- _What you need to do_:
Return the entries below verbatim. Pictures stay out.

- _Object position labeling entries_:
+++++

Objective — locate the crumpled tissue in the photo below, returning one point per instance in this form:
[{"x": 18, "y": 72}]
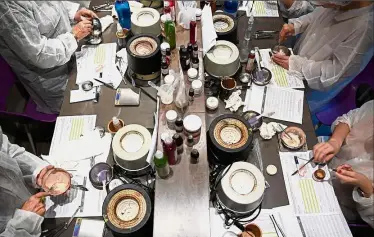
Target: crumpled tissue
[
  {"x": 234, "y": 101},
  {"x": 268, "y": 130}
]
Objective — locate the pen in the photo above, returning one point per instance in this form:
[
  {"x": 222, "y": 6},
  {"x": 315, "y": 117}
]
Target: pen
[
  {"x": 105, "y": 84},
  {"x": 296, "y": 162}
]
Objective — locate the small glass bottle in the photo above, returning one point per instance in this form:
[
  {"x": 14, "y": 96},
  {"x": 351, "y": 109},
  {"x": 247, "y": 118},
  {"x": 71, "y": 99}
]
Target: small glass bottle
[
  {"x": 191, "y": 94},
  {"x": 195, "y": 62},
  {"x": 164, "y": 67},
  {"x": 161, "y": 164},
  {"x": 167, "y": 9},
  {"x": 171, "y": 151},
  {"x": 189, "y": 143},
  {"x": 193, "y": 31},
  {"x": 251, "y": 62},
  {"x": 189, "y": 49},
  {"x": 170, "y": 32},
  {"x": 195, "y": 50},
  {"x": 168, "y": 56},
  {"x": 179, "y": 125},
  {"x": 185, "y": 59},
  {"x": 194, "y": 157},
  {"x": 179, "y": 143}
]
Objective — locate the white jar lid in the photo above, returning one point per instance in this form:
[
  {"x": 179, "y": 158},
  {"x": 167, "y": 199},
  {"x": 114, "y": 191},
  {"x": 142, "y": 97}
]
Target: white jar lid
[
  {"x": 164, "y": 46},
  {"x": 192, "y": 123},
  {"x": 192, "y": 73},
  {"x": 196, "y": 85},
  {"x": 212, "y": 103},
  {"x": 171, "y": 115},
  {"x": 169, "y": 79}
]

+++++

- _Solved problem_:
Objective — locate the crumpled tissue in the photo below, returning one point per instance in this form:
[{"x": 18, "y": 72}]
Target: crumpled tissue
[
  {"x": 234, "y": 101},
  {"x": 268, "y": 130}
]
Objective — locate the pen in the photo above, returning one point per instance in this form:
[
  {"x": 222, "y": 6},
  {"x": 315, "y": 117}
]
Target: pen
[
  {"x": 105, "y": 84},
  {"x": 296, "y": 162}
]
Objective — locate the small glass bottle in the photo above, returning one point per instance in this form:
[
  {"x": 14, "y": 96},
  {"x": 351, "y": 109},
  {"x": 247, "y": 118},
  {"x": 71, "y": 99}
]
Target: small glass bottle
[
  {"x": 191, "y": 94},
  {"x": 195, "y": 62},
  {"x": 164, "y": 67},
  {"x": 161, "y": 164},
  {"x": 167, "y": 9},
  {"x": 171, "y": 151},
  {"x": 189, "y": 143},
  {"x": 193, "y": 31},
  {"x": 251, "y": 62},
  {"x": 189, "y": 49},
  {"x": 170, "y": 32},
  {"x": 195, "y": 50},
  {"x": 168, "y": 56},
  {"x": 179, "y": 125},
  {"x": 185, "y": 59},
  {"x": 194, "y": 157},
  {"x": 179, "y": 143}
]
Objective — locate the white jar lid in the photo above, returning one point per instance in this form:
[
  {"x": 179, "y": 158},
  {"x": 167, "y": 199},
  {"x": 114, "y": 191},
  {"x": 142, "y": 97}
]
Target: white jar lid
[
  {"x": 164, "y": 46},
  {"x": 192, "y": 123},
  {"x": 192, "y": 73},
  {"x": 196, "y": 85},
  {"x": 212, "y": 103},
  {"x": 171, "y": 115},
  {"x": 169, "y": 79}
]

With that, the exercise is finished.